(EXERCISE INSTRUCTIONS) Could you transcribe all of the data word for word?

(EXERCISE MATERIALS)
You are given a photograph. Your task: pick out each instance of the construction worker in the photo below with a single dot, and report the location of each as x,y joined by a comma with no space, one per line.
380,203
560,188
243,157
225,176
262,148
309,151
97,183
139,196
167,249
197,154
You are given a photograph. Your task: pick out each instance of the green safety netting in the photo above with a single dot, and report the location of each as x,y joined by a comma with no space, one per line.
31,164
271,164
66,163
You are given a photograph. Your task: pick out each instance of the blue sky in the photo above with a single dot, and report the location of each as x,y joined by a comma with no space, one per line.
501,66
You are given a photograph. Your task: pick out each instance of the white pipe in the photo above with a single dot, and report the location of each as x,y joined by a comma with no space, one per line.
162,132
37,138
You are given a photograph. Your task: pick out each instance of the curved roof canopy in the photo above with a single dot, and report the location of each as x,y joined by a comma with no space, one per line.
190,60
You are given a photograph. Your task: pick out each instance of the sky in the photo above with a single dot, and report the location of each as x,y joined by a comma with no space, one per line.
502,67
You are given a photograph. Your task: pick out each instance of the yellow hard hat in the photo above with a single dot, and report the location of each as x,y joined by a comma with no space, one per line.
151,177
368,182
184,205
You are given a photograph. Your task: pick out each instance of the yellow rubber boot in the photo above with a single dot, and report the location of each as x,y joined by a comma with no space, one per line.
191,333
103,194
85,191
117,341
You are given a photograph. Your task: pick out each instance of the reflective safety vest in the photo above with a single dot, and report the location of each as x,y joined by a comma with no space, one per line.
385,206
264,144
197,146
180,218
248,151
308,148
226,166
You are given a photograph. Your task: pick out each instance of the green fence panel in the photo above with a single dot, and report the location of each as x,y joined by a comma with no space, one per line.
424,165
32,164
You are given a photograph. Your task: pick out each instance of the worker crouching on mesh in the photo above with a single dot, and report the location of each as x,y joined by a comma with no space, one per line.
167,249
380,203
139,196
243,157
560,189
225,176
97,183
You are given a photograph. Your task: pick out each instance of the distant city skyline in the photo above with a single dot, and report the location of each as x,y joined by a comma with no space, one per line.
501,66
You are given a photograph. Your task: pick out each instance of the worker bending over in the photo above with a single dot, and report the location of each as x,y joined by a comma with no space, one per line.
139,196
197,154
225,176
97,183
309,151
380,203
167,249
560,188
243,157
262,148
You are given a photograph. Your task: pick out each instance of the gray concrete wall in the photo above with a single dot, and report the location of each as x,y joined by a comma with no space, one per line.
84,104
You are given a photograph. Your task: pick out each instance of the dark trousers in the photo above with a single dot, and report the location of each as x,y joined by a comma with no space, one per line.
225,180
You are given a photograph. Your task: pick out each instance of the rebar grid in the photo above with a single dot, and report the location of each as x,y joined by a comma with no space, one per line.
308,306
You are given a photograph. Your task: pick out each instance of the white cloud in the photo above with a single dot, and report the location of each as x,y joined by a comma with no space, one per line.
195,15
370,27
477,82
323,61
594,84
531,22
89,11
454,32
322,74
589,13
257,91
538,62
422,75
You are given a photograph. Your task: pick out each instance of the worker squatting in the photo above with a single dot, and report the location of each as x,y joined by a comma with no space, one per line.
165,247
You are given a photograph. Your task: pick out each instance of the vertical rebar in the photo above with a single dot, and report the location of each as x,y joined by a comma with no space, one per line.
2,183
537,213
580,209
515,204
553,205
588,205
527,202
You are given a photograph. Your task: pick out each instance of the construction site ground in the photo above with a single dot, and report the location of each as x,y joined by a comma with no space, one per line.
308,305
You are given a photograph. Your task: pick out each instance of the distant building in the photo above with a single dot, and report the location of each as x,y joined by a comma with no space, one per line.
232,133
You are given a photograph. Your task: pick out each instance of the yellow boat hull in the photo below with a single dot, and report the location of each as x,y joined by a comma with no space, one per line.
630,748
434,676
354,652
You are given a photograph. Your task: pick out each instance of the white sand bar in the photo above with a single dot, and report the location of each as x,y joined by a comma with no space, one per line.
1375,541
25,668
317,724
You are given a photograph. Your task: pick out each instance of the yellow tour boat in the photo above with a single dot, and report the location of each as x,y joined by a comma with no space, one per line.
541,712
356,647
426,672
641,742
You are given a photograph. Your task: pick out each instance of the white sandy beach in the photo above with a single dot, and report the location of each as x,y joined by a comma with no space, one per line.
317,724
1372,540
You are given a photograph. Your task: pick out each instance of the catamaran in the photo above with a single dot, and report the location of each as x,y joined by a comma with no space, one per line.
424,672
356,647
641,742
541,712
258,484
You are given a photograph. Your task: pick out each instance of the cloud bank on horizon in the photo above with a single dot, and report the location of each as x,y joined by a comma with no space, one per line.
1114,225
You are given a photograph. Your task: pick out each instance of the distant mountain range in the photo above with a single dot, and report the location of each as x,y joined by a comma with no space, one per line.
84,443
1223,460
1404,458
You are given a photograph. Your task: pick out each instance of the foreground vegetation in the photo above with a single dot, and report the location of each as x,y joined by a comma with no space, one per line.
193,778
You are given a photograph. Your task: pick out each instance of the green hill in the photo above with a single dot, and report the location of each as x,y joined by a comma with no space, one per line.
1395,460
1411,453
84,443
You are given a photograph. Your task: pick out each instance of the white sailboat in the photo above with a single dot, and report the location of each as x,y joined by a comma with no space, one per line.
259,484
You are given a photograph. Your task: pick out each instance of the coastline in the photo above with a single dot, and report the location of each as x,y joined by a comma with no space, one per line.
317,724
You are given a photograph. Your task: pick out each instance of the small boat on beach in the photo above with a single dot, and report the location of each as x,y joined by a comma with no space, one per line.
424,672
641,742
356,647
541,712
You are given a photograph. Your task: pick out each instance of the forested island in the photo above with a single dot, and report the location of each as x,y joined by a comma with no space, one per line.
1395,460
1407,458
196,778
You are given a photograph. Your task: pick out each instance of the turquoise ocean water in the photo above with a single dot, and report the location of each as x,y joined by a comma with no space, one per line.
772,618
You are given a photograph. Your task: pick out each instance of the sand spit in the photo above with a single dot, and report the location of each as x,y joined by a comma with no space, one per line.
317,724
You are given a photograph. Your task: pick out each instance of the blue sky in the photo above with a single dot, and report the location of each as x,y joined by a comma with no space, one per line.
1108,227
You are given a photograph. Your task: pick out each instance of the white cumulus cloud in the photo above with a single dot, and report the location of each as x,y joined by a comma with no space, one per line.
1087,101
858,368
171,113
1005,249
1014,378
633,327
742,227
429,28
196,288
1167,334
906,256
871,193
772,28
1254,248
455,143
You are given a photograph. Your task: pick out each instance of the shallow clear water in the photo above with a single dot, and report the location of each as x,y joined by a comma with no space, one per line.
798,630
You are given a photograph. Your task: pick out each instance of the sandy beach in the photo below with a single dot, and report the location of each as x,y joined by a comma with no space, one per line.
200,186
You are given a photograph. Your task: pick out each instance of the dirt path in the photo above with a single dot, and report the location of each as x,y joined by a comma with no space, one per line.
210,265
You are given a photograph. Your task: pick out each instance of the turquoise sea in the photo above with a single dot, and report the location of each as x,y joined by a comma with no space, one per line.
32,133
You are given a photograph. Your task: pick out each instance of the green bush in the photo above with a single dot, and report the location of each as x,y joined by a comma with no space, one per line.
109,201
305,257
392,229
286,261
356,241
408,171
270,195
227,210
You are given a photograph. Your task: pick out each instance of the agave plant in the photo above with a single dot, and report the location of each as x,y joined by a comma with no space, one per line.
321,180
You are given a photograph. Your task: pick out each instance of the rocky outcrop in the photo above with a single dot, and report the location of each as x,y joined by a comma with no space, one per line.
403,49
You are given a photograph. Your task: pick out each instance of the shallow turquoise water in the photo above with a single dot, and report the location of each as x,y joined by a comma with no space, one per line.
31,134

(EXERCISE SOLUTION)
You are given a photograph. Your task: pick out each instance of the construction worker in the photo below with a single dot, and report the location of each as x,y joined by a comma with no space, one per line.
380,203
560,188
243,157
225,176
262,148
309,151
97,183
139,196
167,249
197,154
You are given a photograph. Your task: pick out each instance of the green safety netting in the photo above with a single dot, and report the location of each as x,y joined by a comma with no space, one per line.
31,164
271,164
66,163
You are given a photograph. Your task: pick out each instance of the blue sky in the photo above with a single dot, and report the location of each as x,y joined by a comma with no space, one per line.
501,66
You are given a photograph. Your task: pick out each instance of the white pipe in the photo above with a single dot, and report the location of each as x,y joined by a comma with no space, one per line.
162,132
37,138
You are given a photograph. Your task: pick out each instance of the curved roof canopy in the photo above with a single dot, and report the location of each as x,y joined by a comma with no space, one per line.
190,60
You are given a photograph. Your task: pick out each instance of the sky in the photo above with a single dot, and report the location of each as x,y joined by a comma with no space, one per line.
502,67
You are given a photograph. Your task: pick out each instance of the yellow hard hat in the photo above with a single dot, and report the location of each as x,y joined by a comma with no space, one per line.
151,177
368,182
184,205
You are given a photograph. Your task: pick out each instance of the yellow rubber boot in the photo above with a single dot, and report the location of each as x,y joined by a comma with no space, one per line.
191,333
103,194
85,191
117,341
You are given a photograph. Your task: pick out each instance of the reflective safety vest in the photo above with a single dot, and report the location of each as x,y joined by a comma with no space, one per line.
385,206
264,144
197,146
180,218
248,151
308,148
226,166
You are given a photograph. Your task: pick out each instance of the green fence panel in the photo above with a single dot, and report the location of each as x,y joined by a comma with no space, one per line.
424,165
32,164
You are given a photograph. Your task: pick out each instance of the worker crouching on mesh in the photo above with a single dot, and report the location of each as x,y joined by a comma with no space, one per line.
167,249
380,203
139,196
243,157
560,189
225,176
97,183
You are given a photograph. Your task: pick out each instance of the distant city skyline in the photo above with a single dot, and report the location of each as x,y joined by a comma with no space, one per line.
501,66
You are given a photograph. Your task: pick out each instance of the worker bending over in the photo above with a single dot, and report the location of each as x,y joined by a comma with no space, one per line.
139,196
197,154
225,176
97,183
309,151
380,203
167,249
560,188
243,157
262,148
You are given a photograph. Your task: pick out each instance of the gray concrete wall in the photo above with a single dot, and report the location of each as x,y joined by a comma with no space, one per line.
84,104
You are given a photograph. Your task: pick out each instance of the dark trousers in the photo above with a single dot, and report the location of each as x,y joined by a comma with no space, one per line.
225,180
You are given a photograph. Your task: pick out each instance of the rebar grid in the photo above with a single dot, and report the location of each as x,y joined by a comma with no space, one per line.
308,306
You are given a photograph. Your task: pick out each instance of the white cloud in the photo above with a single dot, and report the location of each as x,y joined by a comma with no space, one per line.
195,15
370,27
477,82
323,61
594,84
531,22
89,11
454,32
322,74
589,13
257,91
538,62
422,75
You are given a photograph. Your task: pick out each instance of the worker squatting in the photo above with a single dot, and report the location of each as x,y joined by a comma with no space, one per line.
165,247
You are given a photograph. Your task: pick out each instance of the vertical rebar in the photo above with a single dot, and report the location of each as x,y joined by a comma with no space, one per line.
2,183
537,213
580,209
515,204
553,205
588,205
527,202
You are given a photograph. Your task: pick out each instance of the construction site ground in the photo above with a single dot, and report the location of each as x,y joined by a comma with no space, one per line.
308,305
You are given a photograph. Your task: pick out each instance of the distant building in the photo above with a single dot, and report the location of each as x,y joined by a comma with no space, one per line.
232,133
You are given a photograph. Your task: pick out each instance of the yellow boat hull in the photo below with a single dot, and report the location of each as x,y joined by a comma with no space, one per line.
630,748
434,676
354,652
You are given a photograph. Your task: pick out each instance of the white sand bar in the photo above with a single dot, and report the location of each as x,y joined by a comma with no space, one per line.
1375,541
25,668
317,724
You are given a photograph. Your task: pick out each instance of the yellow tour boat in the photo above with a single dot, and report the location of each as x,y joined by a comma with no space, one per line.
541,712
356,647
426,672
641,742
You are given a photograph. Your task: pick out each instance of the white sandy beach in the photo above with a single dot, and report the location of each as x,y joined by a comma with no space, one per line.
317,724
1372,540
You are given a photograph. Your task: pick out each instance of the catamaran in the photo above with a single dot, and report the location of each as x,y joined by a comma with no space, one per line.
424,672
356,647
641,742
541,712
258,484
You are given a photograph. Your task: pick out each instance of the cloud bank on horizon in the photo above with a single dot, and report the location of each as x,y joined by a comma with no space, one per line.
1114,225
You are given a photograph. Your task: pick out each instance of the distant mountain range in the photo above with a single dot, and report the location of each as x,y joined by a comma with no space, one per line.
84,443
1223,460
1404,458
You are given a photograph. Your task: pick out each instance of the foreground vegetation in the photo above with a single dot, and report the location of each as x,y joined by a comma with no space, one per line.
193,778
You are given a photograph. Your task: pick out each instance of the green hill in the photo above with a single dot, and report the location of each as x,y joined by a comma with no space, one per line.
1395,460
1411,453
84,443
You are given a photograph. Your task: pick out each instance of the white sailboat in the photo above with a single dot, and report the location of each as x,y joined by a comma with no space, one per line.
259,484
You are given a photograph. Your task: pick out each instance of the coastline in the photo above with a single dot, and report the location of each as x,y joined by a comma with no space, one per line.
317,724
You are given a photograph. Your task: pick out each instance of the small boat on beach in the photo above with a single dot, and report the location of each as x,y joined by a comma with no space, one per line.
424,672
641,742
356,647
541,712
You are given a photograph. Your task: pick out each instance of the forested island in the photo above with a single dot, and report the location of each as x,y joined by a comma with no space, one per line.
1395,460
1407,458
196,778
You are given a photograph. Your task: pick out each instance of the turquoise ocean water in the photo above with a single dot, and report the location of each as x,y joined by a comma with no space, one per line.
772,618
You are given a photograph. Your task: pick out each instance of the sand spit in the photo above with a single dot, and report the location of each as x,y joined by a comma with no space, one per line.
317,724
You are given a photograph. Your task: pick out each instance of the blue sky in the photo above with a single dot, and report the location of each as x,y joined by a comma with no space, one per line.
1108,227
You are given a photograph. Your task: pick out each instance of the white cumulus cloud in the photo above with a single dot, and report the location of each as x,y joined by a comma with no space, one per line.
1087,101
858,368
171,113
1005,249
1014,378
633,327
742,227
429,28
196,288
1167,334
906,256
871,193
772,28
1254,248
455,143
You are given a photograph. Your task: pick out each instance of the shallow clear water in the photo above with a single dot, and report the location of each as x,y joined by a comma with no space, one per line.
798,630
You are given a photograph. Your task: pick out each instance of the sandy beach in the photo below with a single dot, and report the location of each as x,y joined by a comma with no space, one per line.
200,186
You are given a photograph. Your task: pick out each instance of the dirt path in the photo above with a single dot, and report the location of each as x,y joined by a comma with no space, one per line.
210,265
You are given a photograph. Your task: pick out each instance of the turquoise sea in the photo above with a single dot, and report the location of each as x,y joined by a comma with no space, one per line.
32,133
You are given a photograph. Your task: pick out each instance of the green bush in the photo above with a single dot, and report the location of each as x,y joined by a comma with no space, one per line.
109,201
305,257
392,229
286,261
356,241
408,171
270,195
227,210
You are given a photograph. Your task: pick out each instance of the agave plant in the photo above with a single dot, and report the location of each as x,y joined by a comma with no space, one per line.
321,180
You are given a photograph. Your task: pick out each instance of the rocky outcrop in the photo above with a single dot, and report the location of each as x,y joined by a comma with no space, one per line.
403,49
You are given a photograph. Your task: pick out each instance of the shallow turquoise water in the photo above with a single dot, and report the location of each as x,y joined by a comma with no space, one per line.
31,134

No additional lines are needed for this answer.